Work required - Recast every line of the items below as a Markdown table with the columns Row and Line, numbering the rows in order and omitting blank lines.

--------

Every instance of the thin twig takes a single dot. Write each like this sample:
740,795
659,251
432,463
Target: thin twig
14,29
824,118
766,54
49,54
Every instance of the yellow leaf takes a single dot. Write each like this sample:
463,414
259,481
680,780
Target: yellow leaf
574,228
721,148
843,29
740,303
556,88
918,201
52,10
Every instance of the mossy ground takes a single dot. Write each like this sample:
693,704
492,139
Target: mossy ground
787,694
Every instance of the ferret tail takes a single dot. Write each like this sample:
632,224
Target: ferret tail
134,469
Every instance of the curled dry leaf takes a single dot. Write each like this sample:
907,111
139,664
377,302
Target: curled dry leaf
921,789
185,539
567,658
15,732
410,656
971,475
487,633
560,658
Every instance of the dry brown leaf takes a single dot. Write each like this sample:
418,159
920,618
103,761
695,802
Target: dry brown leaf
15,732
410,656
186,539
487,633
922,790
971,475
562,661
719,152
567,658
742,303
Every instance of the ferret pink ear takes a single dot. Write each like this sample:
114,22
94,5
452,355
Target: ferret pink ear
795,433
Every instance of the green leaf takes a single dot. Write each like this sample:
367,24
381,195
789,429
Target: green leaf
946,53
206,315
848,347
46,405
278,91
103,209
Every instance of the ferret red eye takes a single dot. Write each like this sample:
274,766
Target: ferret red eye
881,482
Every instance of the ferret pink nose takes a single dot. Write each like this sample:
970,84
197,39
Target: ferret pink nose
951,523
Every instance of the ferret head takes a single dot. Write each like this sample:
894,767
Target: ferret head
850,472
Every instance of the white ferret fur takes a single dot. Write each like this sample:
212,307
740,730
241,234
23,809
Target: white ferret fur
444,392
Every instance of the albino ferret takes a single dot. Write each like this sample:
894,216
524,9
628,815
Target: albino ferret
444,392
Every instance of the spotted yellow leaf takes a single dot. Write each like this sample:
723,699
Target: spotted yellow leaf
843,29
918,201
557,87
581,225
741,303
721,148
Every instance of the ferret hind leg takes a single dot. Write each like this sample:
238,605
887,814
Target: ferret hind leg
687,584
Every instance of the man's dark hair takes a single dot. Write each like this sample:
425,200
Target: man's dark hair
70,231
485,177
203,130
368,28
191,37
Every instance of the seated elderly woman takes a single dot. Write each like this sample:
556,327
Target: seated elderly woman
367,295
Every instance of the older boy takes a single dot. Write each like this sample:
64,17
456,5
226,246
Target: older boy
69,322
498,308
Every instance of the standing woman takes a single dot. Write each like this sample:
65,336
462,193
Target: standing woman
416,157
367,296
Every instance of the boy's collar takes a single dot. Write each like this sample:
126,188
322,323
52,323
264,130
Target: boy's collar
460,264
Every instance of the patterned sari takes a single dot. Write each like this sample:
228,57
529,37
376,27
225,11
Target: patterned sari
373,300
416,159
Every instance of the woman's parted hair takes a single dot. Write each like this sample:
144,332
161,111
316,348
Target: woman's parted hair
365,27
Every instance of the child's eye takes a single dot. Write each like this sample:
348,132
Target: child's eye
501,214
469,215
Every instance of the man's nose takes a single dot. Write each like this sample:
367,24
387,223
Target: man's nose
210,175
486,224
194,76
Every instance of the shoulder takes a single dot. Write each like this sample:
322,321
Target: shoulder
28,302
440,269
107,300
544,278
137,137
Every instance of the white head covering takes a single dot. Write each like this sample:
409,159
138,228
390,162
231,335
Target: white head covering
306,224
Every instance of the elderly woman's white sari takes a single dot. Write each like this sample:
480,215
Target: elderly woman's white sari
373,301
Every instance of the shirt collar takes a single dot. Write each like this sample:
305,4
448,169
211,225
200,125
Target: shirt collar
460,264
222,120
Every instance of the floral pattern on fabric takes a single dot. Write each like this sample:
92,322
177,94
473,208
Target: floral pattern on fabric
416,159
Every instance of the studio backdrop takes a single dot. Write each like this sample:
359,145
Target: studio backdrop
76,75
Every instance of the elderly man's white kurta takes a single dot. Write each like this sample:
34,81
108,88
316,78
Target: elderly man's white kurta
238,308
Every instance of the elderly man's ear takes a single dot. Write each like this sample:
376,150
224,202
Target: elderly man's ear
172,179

--------

Written solution -
| Row | Line |
|---|---|
| 1 | Every instance of the thin twig takes a single dot. Write each like this sample: |
| 2 | 740,795 |
| 3 | 659,251 |
| 4 | 432,463 |
| 5 | Target: thin twig |
| 6 | 14,29 |
| 7 | 824,118 |
| 8 | 766,54 |
| 9 | 49,54 |
| 10 | Every instance of the yellow leaf takes a single dot. Write each like this sample: |
| 11 | 463,414 |
| 12 | 259,481 |
| 13 | 680,780 |
| 14 | Target: yellow leaf |
| 15 | 574,228 |
| 16 | 721,148 |
| 17 | 843,29 |
| 18 | 740,303 |
| 19 | 556,88 |
| 20 | 918,201 |
| 21 | 52,10 |
| 22 | Every instance of the mossy ground takes a single dot. Write each like this sample: |
| 23 | 693,704 |
| 24 | 492,139 |
| 25 | Target: mossy ground |
| 26 | 787,694 |
| 27 | Every instance of the ferret tail takes a single dot. Write each like this sample: |
| 28 | 632,224 |
| 29 | Target: ferret tail |
| 30 | 134,469 |
| 31 | Every instance of the curled dry leaf takes a single dot. Write each like this sample: |
| 32 | 907,111 |
| 33 | 139,664 |
| 34 | 377,302 |
| 35 | Target: curled dry leaf |
| 36 | 921,789 |
| 37 | 185,539 |
| 38 | 567,658 |
| 39 | 15,732 |
| 40 | 410,656 |
| 41 | 971,475 |
| 42 | 487,633 |
| 43 | 560,658 |
| 44 | Every instance of the dry brown leaf takes a single dot. Write each like this sample: |
| 45 | 418,159 |
| 46 | 920,618 |
| 47 | 103,761 |
| 48 | 695,802 |
| 49 | Target: dry brown leaf |
| 50 | 15,732 |
| 51 | 410,656 |
| 52 | 186,539 |
| 53 | 487,633 |
| 54 | 922,790 |
| 55 | 971,475 |
| 56 | 562,661 |
| 57 | 719,152 |
| 58 | 567,658 |
| 59 | 742,303 |
| 60 | Every instance of the ferret pink ear takes a single dot. Write each like this sample: |
| 61 | 114,22 |
| 62 | 94,5 |
| 63 | 452,355 |
| 64 | Target: ferret pink ear |
| 65 | 795,433 |
| 66 | Every instance of the green leaf takes a single dot. Write each like this sample: |
| 67 | 367,24 |
| 68 | 381,195 |
| 69 | 789,429 |
| 70 | Target: green leaf |
| 71 | 946,53 |
| 72 | 206,315 |
| 73 | 848,347 |
| 74 | 46,405 |
| 75 | 278,91 |
| 76 | 103,209 |
| 77 | Every instance of the ferret red eye takes a single dot. Write each like this sample: |
| 78 | 274,766 |
| 79 | Target: ferret red eye |
| 80 | 881,482 |
| 81 | Every instance of the ferret pink nose takes a single dot. Write each like this sample: |
| 82 | 970,84 |
| 83 | 197,39 |
| 84 | Target: ferret pink nose |
| 85 | 951,523 |
| 86 | Every instance of the ferret head takes a single dot. Write each like this sample: |
| 87 | 894,767 |
| 88 | Target: ferret head |
| 89 | 850,472 |
| 90 | Every instance of the white ferret fur takes a single dot. Write each like this sample: |
| 91 | 212,307 |
| 92 | 740,730 |
| 93 | 241,234 |
| 94 | 23,809 |
| 95 | Target: white ferret fur |
| 96 | 444,392 |
| 97 | Every instance of the albino ferret takes a single dot. Write each like this sample: |
| 98 | 894,216 |
| 99 | 524,9 |
| 100 | 628,815 |
| 101 | Target: albino ferret |
| 102 | 444,392 |
| 103 | Every instance of the spotted yellow leaf takes a single dot. Write each like this sample: |
| 104 | 723,699 |
| 105 | Target: spotted yellow leaf |
| 106 | 843,29 |
| 107 | 918,201 |
| 108 | 557,87 |
| 109 | 581,225 |
| 110 | 741,303 |
| 111 | 721,148 |
| 112 | Every instance of the ferret hind leg takes a single dot. Write each like this sample: |
| 113 | 238,605 |
| 114 | 887,814 |
| 115 | Target: ferret hind leg |
| 116 | 687,584 |
| 117 | Every instance of the man's dark hair takes a single dot. Write each like this sample: |
| 118 | 425,200 |
| 119 | Target: man's dark hair |
| 120 | 70,231 |
| 121 | 485,177 |
| 122 | 203,130 |
| 123 | 368,28 |
| 124 | 191,37 |
| 125 | Every instance of the seated elderly woman takes a single dot. Write each like this sample: |
| 126 | 556,327 |
| 127 | Target: seated elderly woman |
| 128 | 367,295 |
| 129 | Every instance of the older boy takes a single dot. Write each like this sample: |
| 130 | 64,17 |
| 131 | 456,5 |
| 132 | 226,246 |
| 133 | Target: older boy |
| 134 | 69,322 |
| 135 | 498,308 |
| 136 | Every instance of the standing woman takes a single dot. Write each like this sample: |
| 137 | 65,336 |
| 138 | 462,193 |
| 139 | Target: standing woman |
| 140 | 416,157 |
| 141 | 367,296 |
| 142 | Every instance of the boy's collar takes a single dot. Write each like this sample: |
| 143 | 126,188 |
| 144 | 322,323 |
| 145 | 52,323 |
| 146 | 264,130 |
| 147 | Target: boy's collar |
| 148 | 460,264 |
| 149 | Every instance of the patterned sari takes a single dot. Write each like this sample: |
| 150 | 228,57 |
| 151 | 529,37 |
| 152 | 376,27 |
| 153 | 225,11 |
| 154 | Target: patterned sari |
| 155 | 373,300 |
| 156 | 416,159 |
| 157 | Every instance of the woman's parted hair takes a single dot. Write each like this sample: |
| 158 | 144,332 |
| 159 | 161,111 |
| 160 | 316,348 |
| 161 | Target: woman's parted hair |
| 162 | 365,27 |
| 163 | Every instance of the child's eye takes a single dot. Write each like this sample: |
| 164 | 348,132 |
| 165 | Target: child's eye |
| 166 | 501,214 |
| 167 | 469,215 |
| 168 | Every instance of the man's nose takes a single dot. Write each like this sample: |
| 169 | 367,24 |
| 170 | 387,223 |
| 171 | Target: man's nose |
| 172 | 210,175 |
| 173 | 486,224 |
| 174 | 194,76 |
| 175 | Every instance of the shoulder takes a single dot. Write each like this sample: |
| 176 | 322,321 |
| 177 | Target: shoulder |
| 178 | 28,302 |
| 179 | 440,269 |
| 180 | 107,300 |
| 181 | 544,278 |
| 182 | 137,137 |
| 183 | Every instance of the white head covering takes a single dot. Write each like this sample: |
| 184 | 409,159 |
| 185 | 138,228 |
| 186 | 390,162 |
| 187 | 231,335 |
| 188 | Target: white head covering |
| 189 | 306,224 |
| 190 | Every instance of the elderly woman's white sari takes a single dot. Write each like this sample: |
| 191 | 480,215 |
| 192 | Target: elderly woman's white sari |
| 193 | 373,301 |
| 194 | Every instance of the shirt collar takes a single dot. Write each like this sample: |
| 195 | 305,4 |
| 196 | 448,169 |
| 197 | 211,225 |
| 198 | 200,125 |
| 199 | Target: shirt collar |
| 200 | 460,264 |
| 201 | 222,120 |
| 202 | Every instance of the floral pattern on fabric takes a single dot. Write each like this sample: |
| 203 | 92,322 |
| 204 | 177,94 |
| 205 | 473,208 |
| 206 | Target: floral pattern on fabric |
| 207 | 416,159 |
| 208 | Every instance of the studio backdrop takes a single dot. Write each like this sample: |
| 209 | 359,145 |
| 210 | Target: studio backdrop |
| 211 | 76,75 |
| 212 | Every instance of the elderly man's white kurta takes a single dot. Write each like this sample: |
| 213 | 34,81 |
| 214 | 108,88 |
| 215 | 316,78 |
| 216 | Target: elderly man's white kurta |
| 217 | 238,308 |
| 218 | Every instance of the elderly man's ear takes a single dot. Write each like this sample: |
| 219 | 376,150 |
| 220 | 224,202 |
| 221 | Target: elderly man's ear |
| 222 | 172,179 |